→ **THE TASK**:
Please transcribe each of the records exactly as given.

DATA TO USE Start Marker

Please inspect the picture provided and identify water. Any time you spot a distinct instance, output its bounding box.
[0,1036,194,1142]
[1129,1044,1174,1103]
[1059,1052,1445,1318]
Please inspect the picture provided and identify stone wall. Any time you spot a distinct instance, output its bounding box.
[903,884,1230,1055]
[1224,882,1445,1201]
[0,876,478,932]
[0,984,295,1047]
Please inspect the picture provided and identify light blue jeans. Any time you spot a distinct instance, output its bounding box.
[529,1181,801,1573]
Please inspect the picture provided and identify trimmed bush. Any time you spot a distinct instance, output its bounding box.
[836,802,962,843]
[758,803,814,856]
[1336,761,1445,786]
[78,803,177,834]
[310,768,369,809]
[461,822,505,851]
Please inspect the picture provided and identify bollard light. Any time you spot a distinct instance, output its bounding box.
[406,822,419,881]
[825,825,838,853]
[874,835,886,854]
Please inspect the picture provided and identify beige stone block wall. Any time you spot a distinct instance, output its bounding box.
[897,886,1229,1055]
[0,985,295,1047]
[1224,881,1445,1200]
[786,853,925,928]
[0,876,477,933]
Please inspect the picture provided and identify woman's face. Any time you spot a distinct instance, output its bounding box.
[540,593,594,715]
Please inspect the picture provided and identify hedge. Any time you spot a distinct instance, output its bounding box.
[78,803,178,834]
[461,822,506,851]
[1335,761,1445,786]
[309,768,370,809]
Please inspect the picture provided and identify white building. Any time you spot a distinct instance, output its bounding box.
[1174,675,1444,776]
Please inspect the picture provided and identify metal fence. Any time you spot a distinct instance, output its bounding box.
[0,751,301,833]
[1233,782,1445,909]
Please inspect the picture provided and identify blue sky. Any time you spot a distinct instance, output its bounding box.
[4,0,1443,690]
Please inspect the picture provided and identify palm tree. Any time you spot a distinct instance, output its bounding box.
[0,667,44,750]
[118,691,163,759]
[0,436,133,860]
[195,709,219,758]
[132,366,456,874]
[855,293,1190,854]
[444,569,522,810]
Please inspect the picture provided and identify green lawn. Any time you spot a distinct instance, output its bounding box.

DATA TO USE End Marker

→ **TASK RESULT**:
Please inspect the picture provided and identify water. Any time you spot a distinct instance, output its bounding box.
[0,1036,194,1142]
[1129,1044,1174,1103]
[1059,1052,1445,1318]
Please inspect the picture provided and identify stone wall. Any time you spot a distinct instance, output its bounding box.
[903,884,1230,1055]
[1224,882,1445,1201]
[0,876,478,932]
[0,984,295,1047]
Please inspect the picture provided and identify light blue jeans. Any time you spot a distinct instance, output its bounding box.
[529,1181,801,1573]
Please inspect the picture provided and identify trimmed bush. Any time you spot a distinct instance, output its bounding box.
[836,802,962,843]
[758,803,814,856]
[1336,761,1445,786]
[78,803,177,834]
[310,768,369,809]
[461,822,505,851]
Please inspect the picture provided and identify bollard light. Any time you spot a distinct instance, output its bounding box.
[406,822,419,881]
[825,825,838,853]
[874,835,886,854]
Please inspect the picture provided and identify beige stone block wall. Any time you spot a distinct instance, output its bounding box.
[897,886,1229,1055]
[0,985,295,1047]
[1224,881,1445,1200]
[786,853,925,928]
[0,876,477,933]
Please inspect the picture provided and identify woman's face. Any time you spot a distinct instance, output its bounding box.
[540,593,594,715]
Please inspect the picture provided and identify hedge. Any time you spot a distinct instance, output its bounding box.
[78,803,178,834]
[461,822,506,851]
[1335,761,1445,786]
[309,768,370,809]
Please inspect the picture provided and identify white building. Any time you spot a distinct instance, output its bounding box.
[1174,675,1444,776]
Please inspect the picture provided and identify metal fence. Any time you spot a distinct instance, output its bounding box.
[0,751,301,833]
[1233,782,1445,909]
Please inspect the picture provided and identify blue sky. Any time you spot a distinct instance, output its bounding box.
[4,0,1443,690]
Please inspect the picture provided and identify palm tree. Any time you spot a distinct instance, output its bounding box.
[0,667,44,750]
[118,691,163,759]
[0,436,133,860]
[195,709,219,758]
[132,366,456,874]
[855,293,1190,854]
[444,569,522,810]
Please inspect the picture provided and identify green lawn. Any time you spot a distinct instance, output its bounding box.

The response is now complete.